# kelley moore vs sherwin williams



## epicbp (Feb 21, 2012)

im really used to sherwin williams pro mar 400...i have a big job coming up and would like to know what kelley moore product is the most like 400?? thanks guys


----------



## robladd (Nov 22, 2010)

Kelly Moore 550 Acryplex, KM Professional 485 Ezy Coat and KM 1005 Interior


----------



## TERRY365PAINTER (Jul 26, 2009)

Way better !! Promar 400 is like mopako Ppg 
Junk ! 1005 second line is really good coverage 
And price 77 dollars a five .


----------



## epicbp (Feb 21, 2012)

wow and i thought sherwin williams was the paint to use!! thanks terry


----------



## A+HomeWork (Dec 10, 2010)

epicbp said:


> wow and i thought sherwin williams was the paint to use!! thanks terry



Stick around here and you'll find SW is the worst place in the country to buy anything related to the paint trade.

Pick a grade-spec, res, comm, and BM or Behr has something better. Surely KM has it too and for half price!!

Sorry, just amazed yet another thread is headed down that road.


----------



## epicbp (Feb 21, 2012)

Pick a grade-spec, res, comm, and BM or Behr has something better....what do u mean by this comment??

AIM OF THE TASK: For the paint thread above, decide whether each statement agrees with it. Answer yes or no for each, and quote the words from the thread that decide it. 1. The first poster is used to Sherwin Williams Pro Mar 400. 2. TERRY365PAINTER gives the price of 1005 as 77 dollars a five. 3. A+HomeWork suggests KM would cost about twice as much.

DATASET CONTENT:
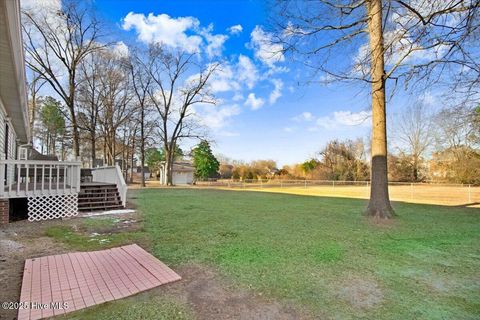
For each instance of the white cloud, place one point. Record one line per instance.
(216, 117)
(163, 29)
(344, 118)
(121, 49)
(247, 71)
(236, 29)
(223, 79)
(304, 116)
(254, 102)
(336, 120)
(215, 42)
(265, 49)
(277, 91)
(237, 97)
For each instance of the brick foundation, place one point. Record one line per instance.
(4, 211)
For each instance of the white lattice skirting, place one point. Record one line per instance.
(52, 207)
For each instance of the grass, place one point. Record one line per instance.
(94, 234)
(138, 307)
(321, 254)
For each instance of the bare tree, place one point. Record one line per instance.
(116, 96)
(414, 130)
(89, 101)
(141, 83)
(34, 87)
(173, 96)
(56, 44)
(409, 41)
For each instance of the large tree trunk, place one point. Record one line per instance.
(142, 145)
(169, 166)
(93, 141)
(379, 205)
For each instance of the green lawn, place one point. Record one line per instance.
(321, 254)
(318, 254)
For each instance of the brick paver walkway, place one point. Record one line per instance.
(58, 284)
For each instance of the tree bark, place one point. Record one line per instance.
(142, 144)
(379, 205)
(93, 141)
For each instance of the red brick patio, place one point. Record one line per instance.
(83, 279)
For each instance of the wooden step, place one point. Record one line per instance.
(89, 190)
(101, 208)
(97, 200)
(86, 204)
(93, 195)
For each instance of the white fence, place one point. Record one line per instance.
(433, 193)
(27, 178)
(112, 175)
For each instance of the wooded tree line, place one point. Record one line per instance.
(128, 98)
(114, 102)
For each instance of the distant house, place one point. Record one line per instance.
(182, 173)
(146, 172)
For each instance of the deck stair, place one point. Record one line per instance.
(97, 196)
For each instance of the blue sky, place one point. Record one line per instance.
(262, 112)
(293, 127)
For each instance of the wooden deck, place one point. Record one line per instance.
(58, 284)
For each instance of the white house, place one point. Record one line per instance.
(182, 173)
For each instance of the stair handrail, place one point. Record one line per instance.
(112, 174)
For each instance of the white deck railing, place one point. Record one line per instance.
(112, 175)
(26, 178)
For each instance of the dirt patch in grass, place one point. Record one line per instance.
(360, 293)
(211, 297)
(19, 241)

SOLUTION FOR THIS TASK:
1. Yes: "im really used to sherwin williams pro mar 400"
2. Yes: "price 77 dollars a five"
3. No: "Surely KM has it too and for half price!!"